- [Goal]:
Copy each line of the data below verbatim, without any changes.
----
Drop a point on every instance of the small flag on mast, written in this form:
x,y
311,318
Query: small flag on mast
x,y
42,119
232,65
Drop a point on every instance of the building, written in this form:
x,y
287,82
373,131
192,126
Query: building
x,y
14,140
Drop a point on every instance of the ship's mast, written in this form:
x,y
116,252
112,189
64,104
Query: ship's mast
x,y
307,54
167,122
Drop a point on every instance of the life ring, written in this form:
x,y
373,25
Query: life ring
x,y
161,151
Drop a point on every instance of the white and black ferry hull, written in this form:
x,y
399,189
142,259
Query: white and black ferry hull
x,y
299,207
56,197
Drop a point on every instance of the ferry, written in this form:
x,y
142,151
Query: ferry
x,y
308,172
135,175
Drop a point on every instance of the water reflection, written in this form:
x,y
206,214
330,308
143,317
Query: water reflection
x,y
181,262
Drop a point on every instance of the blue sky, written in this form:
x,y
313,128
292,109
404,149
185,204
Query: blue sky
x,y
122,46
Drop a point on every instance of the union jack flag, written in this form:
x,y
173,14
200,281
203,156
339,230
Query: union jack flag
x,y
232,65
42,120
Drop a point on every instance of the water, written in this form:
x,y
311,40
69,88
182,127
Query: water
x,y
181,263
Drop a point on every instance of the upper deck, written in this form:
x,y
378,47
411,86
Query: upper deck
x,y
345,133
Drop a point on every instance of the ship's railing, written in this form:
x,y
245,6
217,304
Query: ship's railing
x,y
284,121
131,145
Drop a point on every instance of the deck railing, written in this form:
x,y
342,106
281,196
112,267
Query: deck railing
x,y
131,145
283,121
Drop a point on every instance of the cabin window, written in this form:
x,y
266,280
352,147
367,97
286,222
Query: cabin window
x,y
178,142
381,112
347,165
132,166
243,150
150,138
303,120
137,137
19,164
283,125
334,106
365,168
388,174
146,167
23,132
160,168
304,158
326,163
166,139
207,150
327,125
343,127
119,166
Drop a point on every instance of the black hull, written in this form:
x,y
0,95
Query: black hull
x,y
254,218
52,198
----
- [Result]:
Drop a point on every instance of the small flag on mast, written in this form:
x,y
311,318
Query: small flag on mast
x,y
42,119
232,65
Drop a point on every instance of the building, written in this form:
x,y
287,82
373,131
192,126
Query: building
x,y
14,140
Drop a point on every instance of the ship's mast, written in this form:
x,y
116,252
112,189
64,104
Query: ship's mast
x,y
307,54
167,122
Drop a point on every instance of the life ring, written in this form:
x,y
373,25
Query: life ring
x,y
161,151
Drop a point on every instance of the white and black ferry hull, written in this form:
x,y
399,189
142,259
Query: white and black ferry hull
x,y
299,207
56,197
Drop a point on every instance of the ferry, written in this form:
x,y
142,151
Query: ferry
x,y
308,172
135,175
Drop a point on every instance of the water reflection, written in this form:
x,y
206,214
330,308
143,317
Query: water reflection
x,y
181,262
Drop a point on every instance of the blue sky, written in this form:
x,y
313,128
292,109
404,149
185,204
Query: blue sky
x,y
122,46
Drop a point on every instance of the union jack flag, written in this form:
x,y
173,14
200,281
203,156
339,230
Query: union jack flag
x,y
232,65
42,120
Drop a point on every instance of the water, written in this form:
x,y
311,40
69,88
182,127
Query: water
x,y
181,263
Drop a point on every instance of the upper deck, written in this form:
x,y
378,47
411,86
Query: upper deck
x,y
345,133
Drop a point on every instance of the ship's railing, written in this form:
x,y
245,6
217,304
Query: ship's railing
x,y
284,121
131,145
Drop a point on every instance of the deck railing, written in this form:
x,y
342,106
281,196
112,267
Query: deck railing
x,y
131,145
283,121
Drop a point on every instance of the cabin window, written in this form:
x,y
266,280
352,147
367,97
286,222
Query: cabin window
x,y
178,142
381,112
347,165
132,166
243,150
150,138
303,120
137,137
19,164
283,125
334,106
365,168
388,174
146,167
23,132
160,168
304,158
326,163
166,139
207,150
327,125
343,127
119,166
Drop a point on every instance of the black hull, written in this form:
x,y
0,95
Query: black hull
x,y
254,218
52,198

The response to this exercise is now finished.